Document excerpt:
If "no" means "yes," and if "hell no" means "oh yes, please, baby, do me now", what words are left for women to say "no" with and be believed?

Why, hello there, rape culture! Please to be getting the fuck out of my story!

I think the assumption on the part of the reader is that Ashley is an unreliable narrator. And in many ways she is. There are things she doesn't know, and there are details threaded throughout her life and clustered over the timeline of the story which she fails to compile into an accurate big picture. The unreliable first person point-of-view narrator is a pretty standard tool in the writerly toolbox. You can do a lot with the gap between what the narrator knows and what the reader concludes.

But the problem is, I don't want that assumption extending right up through the narrator's declaration of her inner state. Not in this story, anyway. On page two, she says "I'm not sexually interested in him." Having barely got to know her, still the reader assumes she's lying. Or repressing. Or in denial. And I honestly think it's not just the words on the page that prompt the assumption.

Because that's how any number of toxic romantic comedies in mainstream media work: She says she isn't interested, but obviously they're going to end up together, because she's the leading lady and he's the leading man and this is a romantic comedy.

Because that's how any number of romance novels work: She hates him, he pisses her off, he gallops roughshod over her boundaries, he silences her with a nonconsensual kiss, she seriously hates him, but she can't stop thinking about him, and then they fall into bed together and they have fantastic sex.

Because that's what we're taught as children: If a boy and a girl can't stand each other and fight whenever they're forced to be together on the playground or in a school project, common wisdom says they're madly in love.

Dataset records:
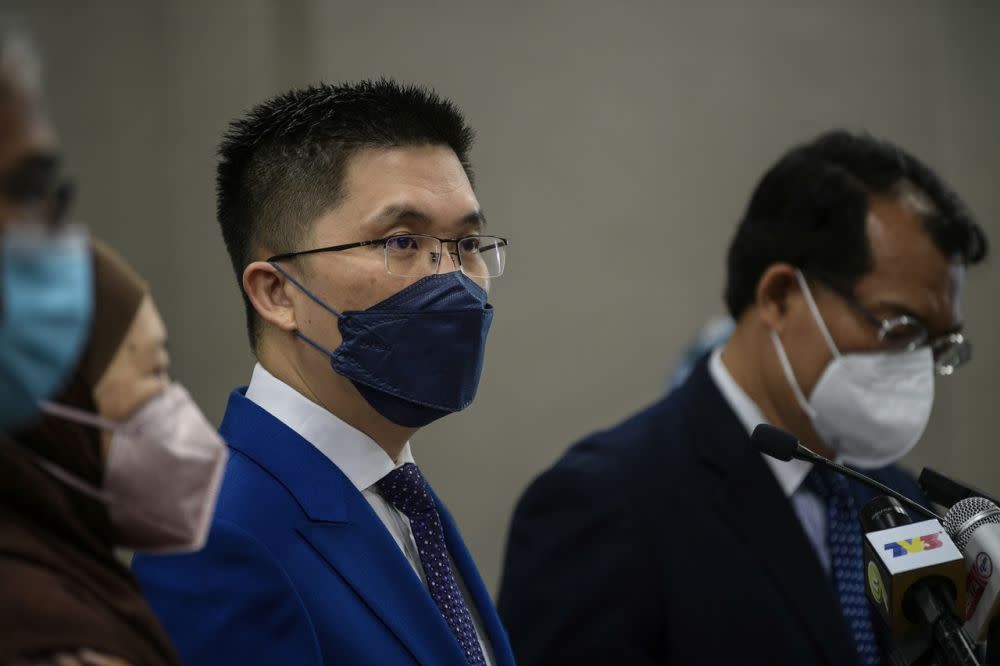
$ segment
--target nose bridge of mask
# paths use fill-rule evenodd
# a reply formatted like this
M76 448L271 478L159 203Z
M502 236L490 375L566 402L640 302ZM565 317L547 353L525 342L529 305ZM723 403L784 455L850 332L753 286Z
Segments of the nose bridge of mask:
M826 322L823 321L823 315L819 311L819 307L816 305L816 300L813 298L812 290L809 289L809 283L806 282L805 276L802 271L796 269L795 277L799 281L799 286L802 288L802 294L806 297L806 305L809 306L809 312L812 313L813 320L815 320L816 325L819 327L819 332L823 334L823 340L826 341L826 346L830 349L830 353L833 354L834 358L840 358L840 350L837 349L837 343L833 341L833 336L830 335L830 330L826 327Z

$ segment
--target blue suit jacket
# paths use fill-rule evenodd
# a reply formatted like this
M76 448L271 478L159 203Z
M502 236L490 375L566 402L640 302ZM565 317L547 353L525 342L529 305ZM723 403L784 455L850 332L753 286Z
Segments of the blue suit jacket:
M336 465L243 391L230 396L220 431L231 456L208 544L133 565L185 664L466 664L399 546ZM435 501L496 663L512 665L472 557Z
M898 467L873 476L920 497ZM859 508L875 495L852 490ZM521 666L857 663L832 583L704 359L528 488L498 605Z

Description of the task:
Answer these questions from the excerpt about the narrator Ashley:
1. On which page does Ashley say she is not sexually interested in him?
2. What kind of narrator does the excerpt call a standard tool in the writerly toolbox?
3. What does common wisdom say about a boy and a girl who can't stand each other and fight?

Reply:
1. On page two.
2. The unreliable first person point-of-view narrator.
3. That they're madly in love.